* [Problem]
In the listing below, locate the line containing "For each instance of the yellow safety"; reproduce that line and all lines that follow it, unchanged.

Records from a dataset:
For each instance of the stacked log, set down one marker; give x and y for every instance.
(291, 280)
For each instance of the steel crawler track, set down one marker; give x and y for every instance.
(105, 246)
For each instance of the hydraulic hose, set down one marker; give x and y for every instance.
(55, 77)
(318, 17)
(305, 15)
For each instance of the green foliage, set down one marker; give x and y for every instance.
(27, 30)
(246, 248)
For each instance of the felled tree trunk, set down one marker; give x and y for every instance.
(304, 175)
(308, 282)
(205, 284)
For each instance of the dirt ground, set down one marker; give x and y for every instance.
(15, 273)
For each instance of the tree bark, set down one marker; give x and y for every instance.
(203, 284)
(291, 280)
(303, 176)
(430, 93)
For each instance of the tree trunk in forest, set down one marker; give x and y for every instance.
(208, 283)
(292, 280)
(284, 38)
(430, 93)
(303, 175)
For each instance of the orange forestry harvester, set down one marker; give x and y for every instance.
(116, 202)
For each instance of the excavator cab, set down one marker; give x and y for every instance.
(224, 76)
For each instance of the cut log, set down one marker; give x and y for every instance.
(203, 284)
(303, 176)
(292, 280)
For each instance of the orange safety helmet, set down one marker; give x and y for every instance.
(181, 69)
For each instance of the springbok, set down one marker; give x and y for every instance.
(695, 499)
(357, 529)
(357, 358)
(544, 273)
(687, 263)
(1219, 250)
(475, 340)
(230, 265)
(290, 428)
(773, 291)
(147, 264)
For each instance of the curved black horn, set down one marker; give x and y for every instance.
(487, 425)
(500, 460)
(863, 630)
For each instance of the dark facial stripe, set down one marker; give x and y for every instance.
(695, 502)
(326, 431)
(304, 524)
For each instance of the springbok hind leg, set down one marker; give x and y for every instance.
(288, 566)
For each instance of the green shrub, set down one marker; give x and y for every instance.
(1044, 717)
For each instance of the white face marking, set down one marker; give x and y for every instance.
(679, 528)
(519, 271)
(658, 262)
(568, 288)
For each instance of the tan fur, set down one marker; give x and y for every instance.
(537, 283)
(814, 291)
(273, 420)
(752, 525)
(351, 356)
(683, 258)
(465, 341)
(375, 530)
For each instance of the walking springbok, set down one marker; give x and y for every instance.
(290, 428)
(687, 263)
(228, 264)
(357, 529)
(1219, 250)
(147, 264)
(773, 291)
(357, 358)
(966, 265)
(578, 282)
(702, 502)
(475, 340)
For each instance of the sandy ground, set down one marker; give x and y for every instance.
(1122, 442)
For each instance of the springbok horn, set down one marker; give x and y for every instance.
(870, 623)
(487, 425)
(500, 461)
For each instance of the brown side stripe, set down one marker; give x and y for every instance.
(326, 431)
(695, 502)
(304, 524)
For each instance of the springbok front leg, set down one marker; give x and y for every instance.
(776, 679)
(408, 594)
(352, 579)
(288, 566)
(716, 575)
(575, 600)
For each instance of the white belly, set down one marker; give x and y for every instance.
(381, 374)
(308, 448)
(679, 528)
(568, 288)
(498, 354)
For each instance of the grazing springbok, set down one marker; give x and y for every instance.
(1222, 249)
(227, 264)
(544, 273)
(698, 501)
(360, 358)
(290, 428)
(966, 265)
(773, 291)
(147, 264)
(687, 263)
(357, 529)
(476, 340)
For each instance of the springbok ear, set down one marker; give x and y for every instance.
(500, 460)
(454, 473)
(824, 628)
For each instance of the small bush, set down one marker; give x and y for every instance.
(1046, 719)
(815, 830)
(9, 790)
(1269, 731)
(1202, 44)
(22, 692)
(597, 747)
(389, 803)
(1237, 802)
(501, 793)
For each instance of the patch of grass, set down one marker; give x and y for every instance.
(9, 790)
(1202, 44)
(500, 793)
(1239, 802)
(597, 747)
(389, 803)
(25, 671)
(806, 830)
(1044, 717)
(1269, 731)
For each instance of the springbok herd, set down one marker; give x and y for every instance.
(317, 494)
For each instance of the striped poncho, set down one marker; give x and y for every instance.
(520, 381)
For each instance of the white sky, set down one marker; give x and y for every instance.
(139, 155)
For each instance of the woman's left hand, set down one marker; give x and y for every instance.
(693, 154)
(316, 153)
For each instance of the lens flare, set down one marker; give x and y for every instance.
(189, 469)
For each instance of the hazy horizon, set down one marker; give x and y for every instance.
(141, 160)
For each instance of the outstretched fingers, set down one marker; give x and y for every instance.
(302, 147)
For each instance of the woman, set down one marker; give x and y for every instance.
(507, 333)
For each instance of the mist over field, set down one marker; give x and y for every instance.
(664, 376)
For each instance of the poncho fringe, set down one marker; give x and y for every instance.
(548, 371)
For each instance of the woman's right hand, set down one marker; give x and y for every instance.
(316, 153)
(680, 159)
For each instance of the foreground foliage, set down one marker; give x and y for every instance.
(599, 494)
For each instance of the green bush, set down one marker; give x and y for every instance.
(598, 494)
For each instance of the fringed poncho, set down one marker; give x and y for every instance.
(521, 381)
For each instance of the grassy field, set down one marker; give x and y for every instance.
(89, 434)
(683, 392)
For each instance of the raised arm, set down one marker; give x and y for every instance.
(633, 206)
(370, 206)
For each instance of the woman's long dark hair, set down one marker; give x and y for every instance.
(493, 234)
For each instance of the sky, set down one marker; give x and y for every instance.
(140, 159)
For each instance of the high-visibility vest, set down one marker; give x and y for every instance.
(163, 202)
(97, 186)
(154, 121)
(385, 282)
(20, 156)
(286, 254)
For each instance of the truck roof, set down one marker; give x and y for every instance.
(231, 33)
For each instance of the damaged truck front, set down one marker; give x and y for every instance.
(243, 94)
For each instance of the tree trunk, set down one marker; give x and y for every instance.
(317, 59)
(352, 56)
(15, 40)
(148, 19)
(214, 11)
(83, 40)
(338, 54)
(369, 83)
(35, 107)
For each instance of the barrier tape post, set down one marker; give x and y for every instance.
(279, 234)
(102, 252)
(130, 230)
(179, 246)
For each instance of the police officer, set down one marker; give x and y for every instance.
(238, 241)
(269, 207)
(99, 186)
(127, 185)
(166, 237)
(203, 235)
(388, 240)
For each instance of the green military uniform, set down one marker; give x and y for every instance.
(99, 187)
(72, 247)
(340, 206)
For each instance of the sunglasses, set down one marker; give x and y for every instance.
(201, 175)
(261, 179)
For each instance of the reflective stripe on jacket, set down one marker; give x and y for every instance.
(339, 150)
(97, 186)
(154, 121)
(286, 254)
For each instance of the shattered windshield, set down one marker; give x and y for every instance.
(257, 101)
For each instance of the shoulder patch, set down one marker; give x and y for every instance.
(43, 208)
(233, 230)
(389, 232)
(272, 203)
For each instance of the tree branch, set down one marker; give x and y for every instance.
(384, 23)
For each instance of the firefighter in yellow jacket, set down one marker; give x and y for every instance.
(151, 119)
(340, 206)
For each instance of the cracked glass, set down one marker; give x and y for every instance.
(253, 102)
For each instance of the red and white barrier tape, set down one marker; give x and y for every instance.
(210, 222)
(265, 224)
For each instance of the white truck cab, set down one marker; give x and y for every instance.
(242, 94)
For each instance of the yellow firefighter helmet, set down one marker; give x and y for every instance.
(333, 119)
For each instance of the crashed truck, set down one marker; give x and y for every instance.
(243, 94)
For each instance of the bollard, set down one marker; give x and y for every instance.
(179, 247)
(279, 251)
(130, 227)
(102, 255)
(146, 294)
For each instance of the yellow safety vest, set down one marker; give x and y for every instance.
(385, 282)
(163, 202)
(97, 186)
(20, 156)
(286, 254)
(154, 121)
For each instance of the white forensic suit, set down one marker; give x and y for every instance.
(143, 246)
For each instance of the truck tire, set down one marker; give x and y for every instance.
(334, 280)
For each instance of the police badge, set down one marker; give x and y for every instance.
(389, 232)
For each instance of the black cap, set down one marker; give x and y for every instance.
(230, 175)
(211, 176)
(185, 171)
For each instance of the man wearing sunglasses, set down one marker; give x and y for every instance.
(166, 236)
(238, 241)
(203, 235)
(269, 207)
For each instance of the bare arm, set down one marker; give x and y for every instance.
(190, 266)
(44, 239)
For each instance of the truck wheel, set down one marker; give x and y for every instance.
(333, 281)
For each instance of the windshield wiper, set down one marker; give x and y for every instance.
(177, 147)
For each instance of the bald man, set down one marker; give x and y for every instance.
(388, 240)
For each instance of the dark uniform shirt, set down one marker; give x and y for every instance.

* [Response to the exercise]
For each instance of the yellow safety vest, set down one marker; give x and y for every instance.
(385, 282)
(163, 202)
(97, 186)
(20, 156)
(286, 254)
(154, 121)
For each instance of the white forensic suit, set down one marker; give x and y for every instance.
(143, 246)
For each instance of the truck tire, set down one marker; give x and y for every instance.
(334, 280)
For each instance of the police badge, set down one marker; give x and y for every instance.
(389, 232)
For each instance of the black cap, set down one marker; give x and y for every instance.
(230, 175)
(211, 176)
(185, 171)
For each instance of the man wearing sunglasses, set down one marker; give x and y for every instance.
(166, 236)
(238, 241)
(203, 235)
(269, 207)
For each instance of the bare arm, set down one marker; give x and y for every instance.
(190, 266)
(44, 239)
For each instance of the truck wheel, set down one marker; give x and y for every instance.
(333, 281)
For each instance of the windshield wiper, set down one marker; give x and y for every instance.
(177, 147)
For each instance of the bald man, set down one marker; give x and y for every instance.
(388, 240)
For each instance of the dark uniform shirt, set down one marker; give x and y for every instance.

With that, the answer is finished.